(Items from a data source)
== Segment start ==

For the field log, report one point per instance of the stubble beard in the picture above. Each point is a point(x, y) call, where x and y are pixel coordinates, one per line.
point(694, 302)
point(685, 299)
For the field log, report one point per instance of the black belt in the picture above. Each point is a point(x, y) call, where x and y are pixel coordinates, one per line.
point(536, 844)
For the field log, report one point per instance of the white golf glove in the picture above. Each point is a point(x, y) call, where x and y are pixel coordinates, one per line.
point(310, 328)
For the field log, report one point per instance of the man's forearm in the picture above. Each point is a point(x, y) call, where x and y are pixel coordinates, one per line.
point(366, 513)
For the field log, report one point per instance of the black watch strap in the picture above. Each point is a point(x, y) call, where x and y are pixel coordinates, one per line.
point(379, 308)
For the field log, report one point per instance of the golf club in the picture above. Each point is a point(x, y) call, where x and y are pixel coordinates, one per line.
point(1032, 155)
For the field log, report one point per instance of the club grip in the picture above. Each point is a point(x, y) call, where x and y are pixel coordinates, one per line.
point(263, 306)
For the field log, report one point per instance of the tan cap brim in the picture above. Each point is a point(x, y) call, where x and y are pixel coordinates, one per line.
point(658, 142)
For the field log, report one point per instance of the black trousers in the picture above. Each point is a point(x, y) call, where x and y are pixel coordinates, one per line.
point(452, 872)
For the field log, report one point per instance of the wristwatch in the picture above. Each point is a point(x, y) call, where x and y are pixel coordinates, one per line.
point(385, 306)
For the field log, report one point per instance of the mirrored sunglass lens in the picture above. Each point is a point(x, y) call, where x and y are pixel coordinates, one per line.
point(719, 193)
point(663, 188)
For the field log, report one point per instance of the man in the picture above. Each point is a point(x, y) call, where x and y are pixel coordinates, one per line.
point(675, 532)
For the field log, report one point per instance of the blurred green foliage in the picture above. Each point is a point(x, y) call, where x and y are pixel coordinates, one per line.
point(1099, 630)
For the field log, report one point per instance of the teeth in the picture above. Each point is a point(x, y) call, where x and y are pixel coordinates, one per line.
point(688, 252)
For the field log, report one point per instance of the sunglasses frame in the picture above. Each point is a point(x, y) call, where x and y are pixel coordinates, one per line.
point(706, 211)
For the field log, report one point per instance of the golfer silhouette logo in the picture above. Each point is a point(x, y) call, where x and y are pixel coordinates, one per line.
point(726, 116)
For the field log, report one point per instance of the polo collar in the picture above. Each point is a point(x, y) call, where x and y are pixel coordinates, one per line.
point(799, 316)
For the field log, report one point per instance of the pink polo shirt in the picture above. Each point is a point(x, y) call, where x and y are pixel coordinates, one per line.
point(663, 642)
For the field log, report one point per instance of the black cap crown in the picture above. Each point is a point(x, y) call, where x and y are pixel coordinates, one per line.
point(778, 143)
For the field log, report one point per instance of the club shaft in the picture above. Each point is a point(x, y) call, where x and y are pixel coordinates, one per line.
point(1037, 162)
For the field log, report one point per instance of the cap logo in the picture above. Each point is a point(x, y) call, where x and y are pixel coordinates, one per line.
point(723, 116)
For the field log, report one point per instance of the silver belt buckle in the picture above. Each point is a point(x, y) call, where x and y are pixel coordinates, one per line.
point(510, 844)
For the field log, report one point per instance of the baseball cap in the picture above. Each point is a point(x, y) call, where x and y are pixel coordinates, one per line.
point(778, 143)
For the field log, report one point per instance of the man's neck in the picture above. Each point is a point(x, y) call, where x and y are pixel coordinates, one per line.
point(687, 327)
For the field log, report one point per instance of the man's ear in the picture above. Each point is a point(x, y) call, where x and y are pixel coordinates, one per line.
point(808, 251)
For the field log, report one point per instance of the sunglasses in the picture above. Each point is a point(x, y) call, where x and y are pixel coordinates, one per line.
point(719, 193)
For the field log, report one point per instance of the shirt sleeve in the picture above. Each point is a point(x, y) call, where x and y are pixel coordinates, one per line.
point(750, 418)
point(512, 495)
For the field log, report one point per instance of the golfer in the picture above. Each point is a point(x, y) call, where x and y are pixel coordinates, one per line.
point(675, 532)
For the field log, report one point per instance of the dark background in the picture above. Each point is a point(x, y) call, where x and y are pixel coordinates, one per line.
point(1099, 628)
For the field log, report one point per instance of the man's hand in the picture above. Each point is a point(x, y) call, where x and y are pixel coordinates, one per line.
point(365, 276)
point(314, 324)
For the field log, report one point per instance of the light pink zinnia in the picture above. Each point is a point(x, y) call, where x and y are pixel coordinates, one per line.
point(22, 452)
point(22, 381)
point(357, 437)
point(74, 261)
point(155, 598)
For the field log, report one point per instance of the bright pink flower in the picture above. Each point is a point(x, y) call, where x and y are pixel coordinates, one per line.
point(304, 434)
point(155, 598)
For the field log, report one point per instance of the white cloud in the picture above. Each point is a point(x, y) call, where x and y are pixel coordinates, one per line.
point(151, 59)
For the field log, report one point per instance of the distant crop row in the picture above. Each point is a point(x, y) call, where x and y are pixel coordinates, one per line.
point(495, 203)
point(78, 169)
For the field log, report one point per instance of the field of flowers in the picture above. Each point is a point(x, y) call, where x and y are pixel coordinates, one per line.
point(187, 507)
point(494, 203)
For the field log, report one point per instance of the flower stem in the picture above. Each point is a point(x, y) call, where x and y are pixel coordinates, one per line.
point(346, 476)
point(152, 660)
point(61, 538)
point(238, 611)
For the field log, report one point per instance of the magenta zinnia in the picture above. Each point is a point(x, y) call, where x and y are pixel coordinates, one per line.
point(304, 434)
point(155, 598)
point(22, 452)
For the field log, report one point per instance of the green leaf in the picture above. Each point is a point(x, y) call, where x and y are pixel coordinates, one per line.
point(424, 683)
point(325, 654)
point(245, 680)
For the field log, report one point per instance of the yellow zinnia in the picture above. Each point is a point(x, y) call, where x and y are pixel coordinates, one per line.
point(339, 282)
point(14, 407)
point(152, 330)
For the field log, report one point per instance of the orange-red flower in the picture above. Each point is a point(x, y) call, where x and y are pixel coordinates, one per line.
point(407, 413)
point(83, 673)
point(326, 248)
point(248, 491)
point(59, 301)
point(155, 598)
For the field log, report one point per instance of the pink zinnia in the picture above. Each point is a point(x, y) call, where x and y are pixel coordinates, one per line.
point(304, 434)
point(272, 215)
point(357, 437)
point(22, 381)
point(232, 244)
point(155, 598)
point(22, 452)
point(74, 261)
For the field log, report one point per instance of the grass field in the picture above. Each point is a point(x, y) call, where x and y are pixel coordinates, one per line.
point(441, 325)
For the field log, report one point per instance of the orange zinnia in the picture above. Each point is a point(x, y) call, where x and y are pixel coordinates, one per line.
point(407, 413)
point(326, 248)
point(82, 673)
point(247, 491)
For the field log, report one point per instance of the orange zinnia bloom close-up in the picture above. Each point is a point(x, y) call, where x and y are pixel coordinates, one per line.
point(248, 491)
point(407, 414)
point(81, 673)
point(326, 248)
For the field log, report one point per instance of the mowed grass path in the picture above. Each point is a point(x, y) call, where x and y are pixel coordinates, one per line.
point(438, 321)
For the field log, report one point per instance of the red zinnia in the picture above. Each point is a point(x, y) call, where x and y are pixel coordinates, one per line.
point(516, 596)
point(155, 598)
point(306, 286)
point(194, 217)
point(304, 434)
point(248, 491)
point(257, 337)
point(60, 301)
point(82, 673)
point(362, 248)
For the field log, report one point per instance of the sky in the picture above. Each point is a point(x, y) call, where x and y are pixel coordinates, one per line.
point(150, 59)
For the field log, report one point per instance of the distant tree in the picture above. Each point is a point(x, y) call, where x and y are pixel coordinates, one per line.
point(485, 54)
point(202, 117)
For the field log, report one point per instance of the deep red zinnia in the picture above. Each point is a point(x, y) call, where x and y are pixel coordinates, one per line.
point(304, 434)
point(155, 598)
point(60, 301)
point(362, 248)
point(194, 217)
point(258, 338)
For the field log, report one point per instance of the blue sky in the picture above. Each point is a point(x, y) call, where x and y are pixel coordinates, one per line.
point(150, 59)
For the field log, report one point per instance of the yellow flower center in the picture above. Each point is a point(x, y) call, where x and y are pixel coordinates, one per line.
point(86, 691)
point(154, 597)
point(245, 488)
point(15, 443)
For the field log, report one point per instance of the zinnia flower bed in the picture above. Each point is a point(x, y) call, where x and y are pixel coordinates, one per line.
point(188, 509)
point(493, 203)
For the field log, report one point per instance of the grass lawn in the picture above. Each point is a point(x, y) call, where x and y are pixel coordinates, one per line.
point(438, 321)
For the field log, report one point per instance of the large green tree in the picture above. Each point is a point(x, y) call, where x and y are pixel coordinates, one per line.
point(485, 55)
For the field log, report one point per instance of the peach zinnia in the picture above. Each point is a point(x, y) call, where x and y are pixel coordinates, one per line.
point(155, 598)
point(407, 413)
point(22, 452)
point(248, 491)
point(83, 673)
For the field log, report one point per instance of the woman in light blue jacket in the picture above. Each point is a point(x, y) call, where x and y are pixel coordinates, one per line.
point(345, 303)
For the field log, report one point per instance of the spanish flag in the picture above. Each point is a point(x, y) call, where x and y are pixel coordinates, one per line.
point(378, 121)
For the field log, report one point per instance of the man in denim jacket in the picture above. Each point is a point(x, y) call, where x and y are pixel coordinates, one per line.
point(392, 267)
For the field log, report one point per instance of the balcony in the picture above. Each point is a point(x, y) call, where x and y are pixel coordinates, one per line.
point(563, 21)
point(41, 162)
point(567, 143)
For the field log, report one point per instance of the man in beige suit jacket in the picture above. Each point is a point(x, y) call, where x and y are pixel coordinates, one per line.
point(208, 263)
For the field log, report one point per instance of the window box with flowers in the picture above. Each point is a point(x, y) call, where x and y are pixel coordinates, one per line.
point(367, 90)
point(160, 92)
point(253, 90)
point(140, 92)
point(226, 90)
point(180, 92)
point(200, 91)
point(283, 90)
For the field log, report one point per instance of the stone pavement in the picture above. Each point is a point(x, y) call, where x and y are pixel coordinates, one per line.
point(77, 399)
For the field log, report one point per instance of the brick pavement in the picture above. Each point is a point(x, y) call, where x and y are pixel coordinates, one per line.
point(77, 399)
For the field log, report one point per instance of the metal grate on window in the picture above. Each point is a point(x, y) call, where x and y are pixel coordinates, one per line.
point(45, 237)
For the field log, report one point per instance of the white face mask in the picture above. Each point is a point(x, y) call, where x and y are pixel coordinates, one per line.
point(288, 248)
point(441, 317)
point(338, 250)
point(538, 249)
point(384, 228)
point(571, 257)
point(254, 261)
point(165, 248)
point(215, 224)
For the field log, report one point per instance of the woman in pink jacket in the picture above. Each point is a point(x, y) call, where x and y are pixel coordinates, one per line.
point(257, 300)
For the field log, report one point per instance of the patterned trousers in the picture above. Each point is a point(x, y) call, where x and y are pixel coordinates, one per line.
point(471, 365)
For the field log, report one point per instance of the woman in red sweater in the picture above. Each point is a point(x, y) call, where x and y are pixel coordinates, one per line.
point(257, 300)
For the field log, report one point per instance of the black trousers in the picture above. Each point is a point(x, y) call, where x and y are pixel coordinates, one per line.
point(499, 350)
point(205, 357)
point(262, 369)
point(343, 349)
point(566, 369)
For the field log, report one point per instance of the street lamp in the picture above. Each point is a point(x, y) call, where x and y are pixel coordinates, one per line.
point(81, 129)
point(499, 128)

== Segment end ==

Required work:
What is needed is an exact copy of the line containing "of the metal" and each line after it, through the final line of the entries above.

Response:
For the field log, report one point per instance of the metal grate on window in the picture above. Each point is a point(x, y) call, where x and y are pixel coordinates, one per line.
point(45, 237)
For the field log, report one point per instance of the white face mask in the picture above. Each point is a point(x, y) call, where x and y are pixel coordinates, one per line.
point(288, 248)
point(441, 317)
point(338, 250)
point(538, 249)
point(384, 228)
point(571, 257)
point(254, 261)
point(165, 248)
point(215, 224)
For the field log, report one point per instance of the woman in pink jacket in the picture above. Each point is a point(x, y) call, where x and y are pixel coordinates, one per line.
point(257, 300)
For the field log, report one point per instance of the patterned trousers in the picture above. Each point is a point(x, y) call, where x and y are pixel coordinates, one per line.
point(471, 365)
For the field log, report one point per instance of the woman in red sweater in the picture above. Each point is a point(x, y) call, where x and y are pixel coordinates, one per line.
point(257, 300)
For the field log, report one point per instance of the black trousers in the picture above. Each point is a point(x, y) call, where x and y are pixel coordinates, one per line.
point(499, 350)
point(205, 357)
point(262, 369)
point(343, 349)
point(566, 369)
For the field log, report one point per instance of the street lamp in the picture above. Each point is a point(x, y) call, where x and y are pixel coordinates, one per line.
point(81, 129)
point(499, 128)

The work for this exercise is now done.